==== Given passage

Standard transformers are "dense" — every parameter is used for every token. A 70B parameter model uses all 70B parameters to process each token.

Mixture of Experts (MoE) replaces the dense FFN layer with N "expert" FFN layers and a router that selects K of them for each token (typically K=2). With N=8 experts, only 2 are active per token — so active parameters per token is much less than total parameters.

Dense 70B model:  uses 70B params per token
MoE 8Ɨ7B model:   uses ~13B params per token (2 of 8 experts active)
                  but total parameters = ~47B (8 expert FFNs + shared layers)

Result: MoE scales capacity (total parameters) without proportionally scaling compute (active parameters per forward pass).


Router Mechanism

The router is a learned linear layer that takes the token representation and produces weights over experts:

Python
import torch
import torch.nn as nn
import torch.nn.functional as F

class TopKRouter(nn.Module):
    def __init__(self, d_model: int, num_experts: int, top_k: int = 2):
        super().__init__()
        self.num_experts = num_experts
        self.top_k = top_k
        self.gate = nn.Linear(d_model, num_experts, bias=False)

    def forward(self, x: torch.Tensor) -> tuple[torch.Tensor, torch.Tensor]:
        """
        x: (batch * seq_len, d_model) — routed per token
        Returns: expert weights and indices for top-k experts
        """
        # Compute routing scores
        logits = self.gate(x)  # (batch*seq, num_experts)

        # Select top-k experts
        top_k_weights, top_k_indices = torch.topk(logits, self.top_k, dim=-1)

        # Normalize weights across selected experts with softmax
        top_k_weights = F.softmax(top_k_weights, dim=-1)

        return top_k_weights, top_k_indices  # Both: (batch*seq, top_k)

Full MoE FFN Layer

Python
class MoELayer(nn.Module):
    def __init__(self, d_model: int, d_ff: int, num_experts: int, top_k: int = 2):
        super().__init__()
        self.num_experts = num_experts
        self.top_k = top_k

        # Each expert is an independent FFN
        self.experts = nn.ModuleList([
            nn.Sequential(
                nn.Linear(d_model, d_ff, bias=False),
                nn.SiLU(),
                nn.Linear(d_ff, d_model, bias=False),
            )
            for _ in range(num_experts)
        ])
        self.router = TopKRouter(d_model, num_experts, top_k)

    def forward(self, x: torch.Tensor) -> torch.Tensor:
        batch, seq_len, d_model = x.shape
        x_flat = x.view(-1, d_model)  # (batch*seq, d_model)
        n_tokens = x_flat.shape[0]

        # Get routing decisions
        weights, indices = self.router(x_flat)

========

Given instruction 1:
Report how many lines of the records contain the string "find". Give only the number.

==== Given entries

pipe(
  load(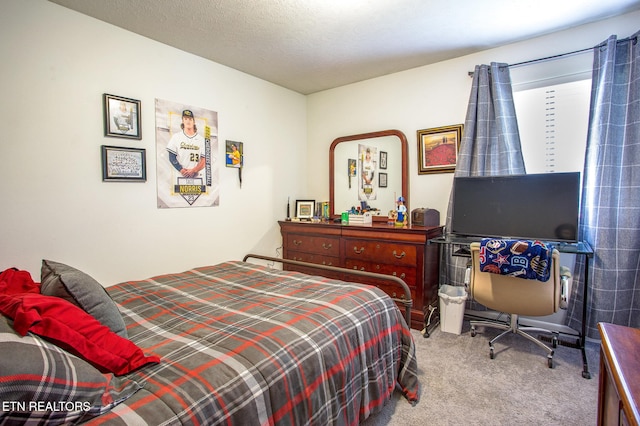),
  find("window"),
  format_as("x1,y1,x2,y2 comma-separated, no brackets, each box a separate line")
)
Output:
513,79,591,173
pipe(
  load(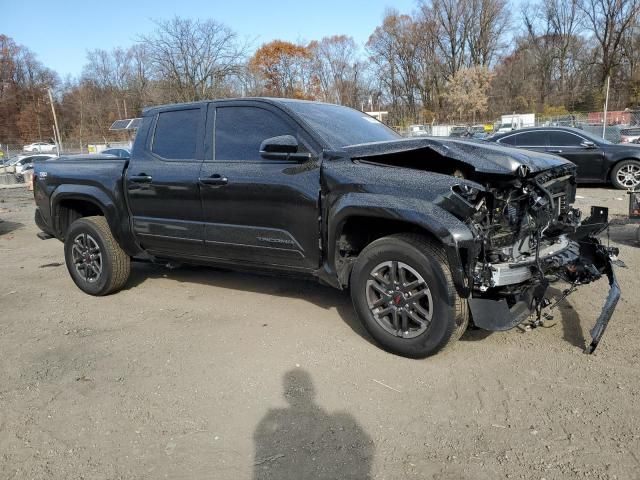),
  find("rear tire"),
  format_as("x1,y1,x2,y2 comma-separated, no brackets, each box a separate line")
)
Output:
350,234,469,358
64,217,131,296
611,160,640,190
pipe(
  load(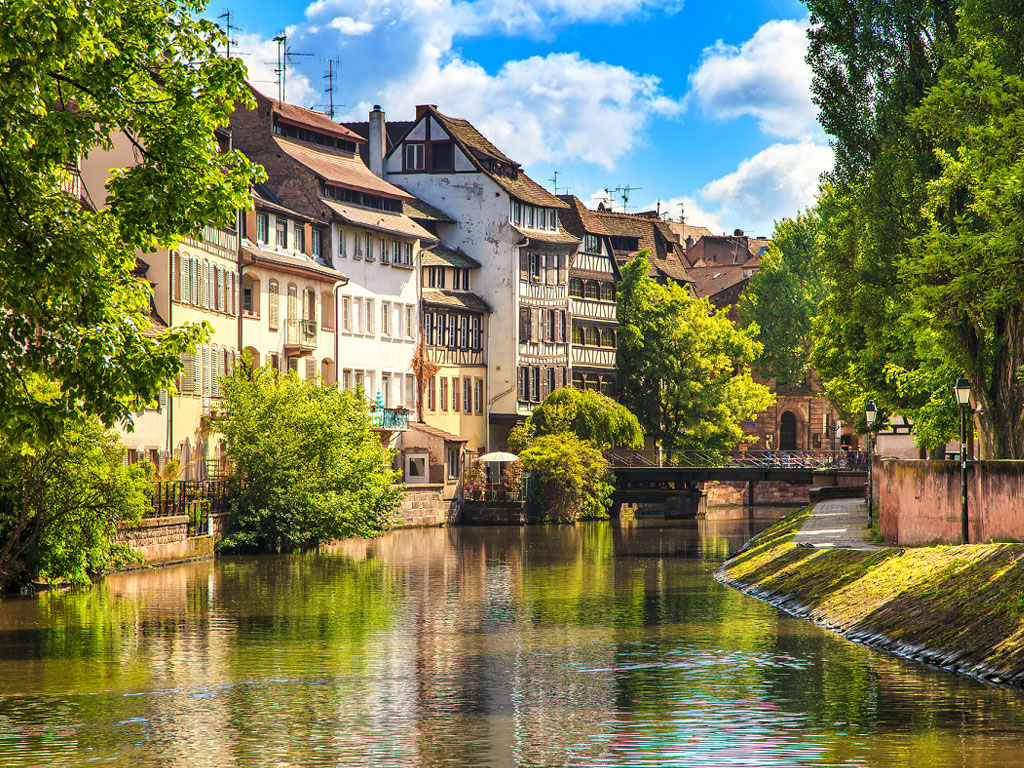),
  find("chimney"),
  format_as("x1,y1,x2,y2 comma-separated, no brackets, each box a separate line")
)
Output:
369,104,387,178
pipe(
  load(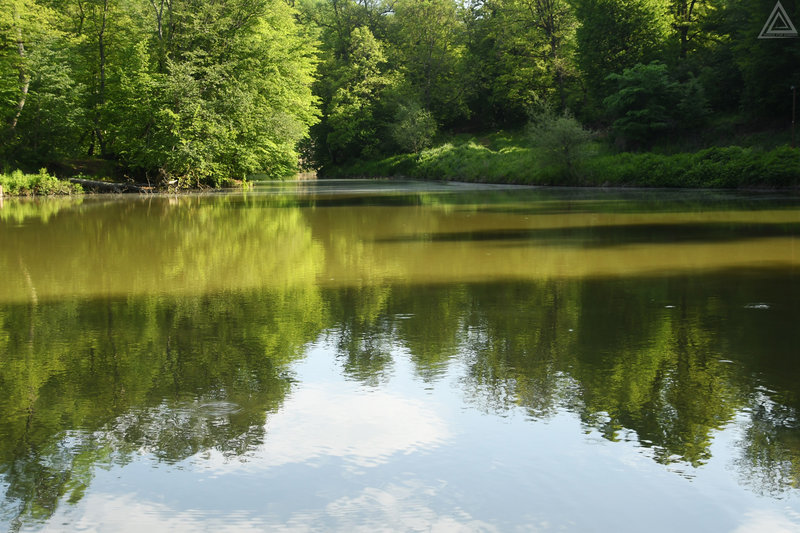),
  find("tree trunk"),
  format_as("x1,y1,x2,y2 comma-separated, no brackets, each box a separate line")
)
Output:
11,21,31,131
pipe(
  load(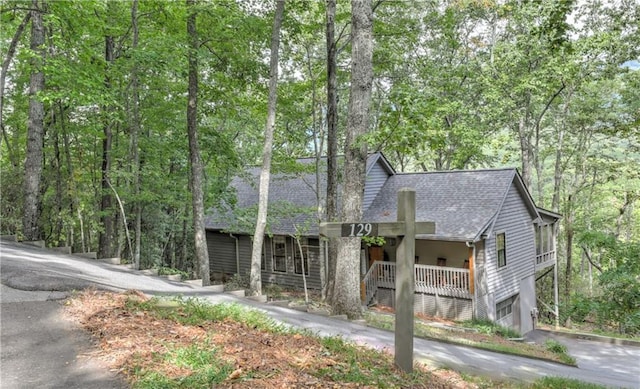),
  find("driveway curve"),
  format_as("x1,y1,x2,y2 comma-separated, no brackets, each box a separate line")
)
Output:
0,240,640,389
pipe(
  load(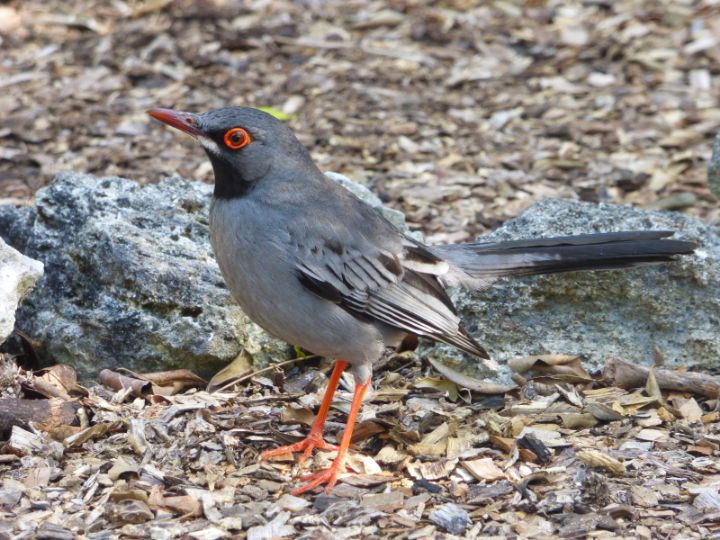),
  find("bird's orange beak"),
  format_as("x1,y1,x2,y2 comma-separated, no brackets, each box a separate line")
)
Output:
147,109,205,137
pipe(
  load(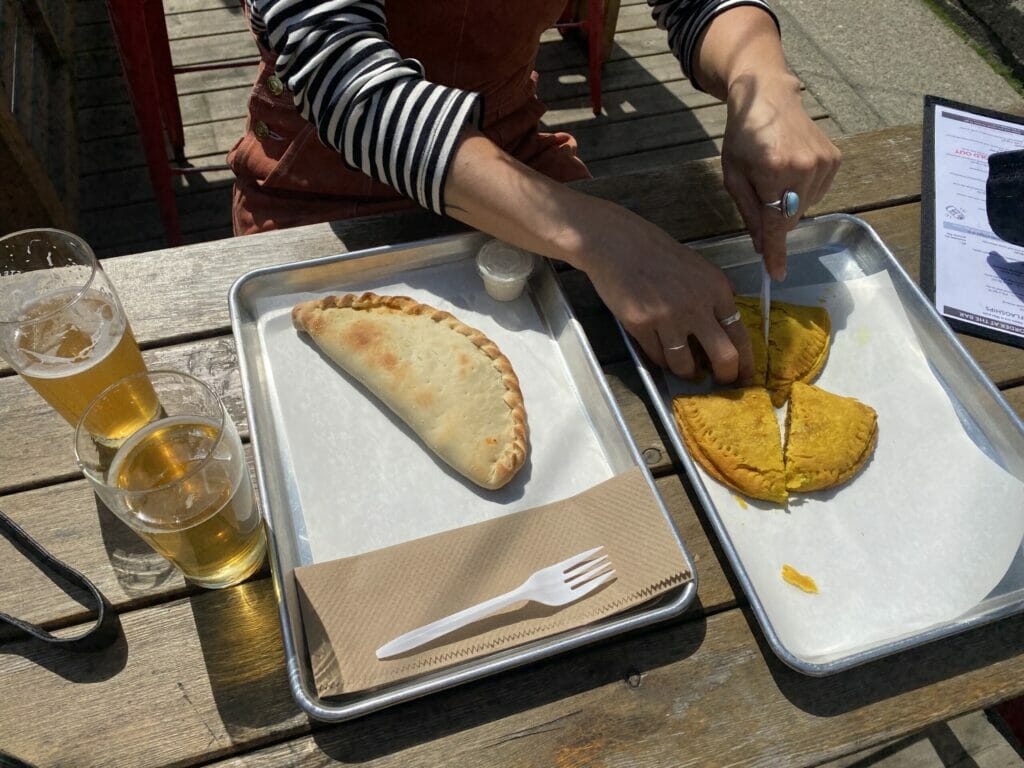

========

Given instruction 2:
Reproduce the Mixture of Experts passage starting with "# Select top-k" and going on through "top_k_weights = F.softmax(top_k_weights, dim=-1)", and change "softmax" to "sigmoid" throughout.

Task answer 1:
6

Task answer 2:
# Select top-k experts
        top_k_weights, top_k_indices = torch.topk(logits, self.top_k, dim=-1)

        # Normalize weights across selected experts with sigmoid
        top_k_weights = F.sigmoid(top_k_weights, dim=-1)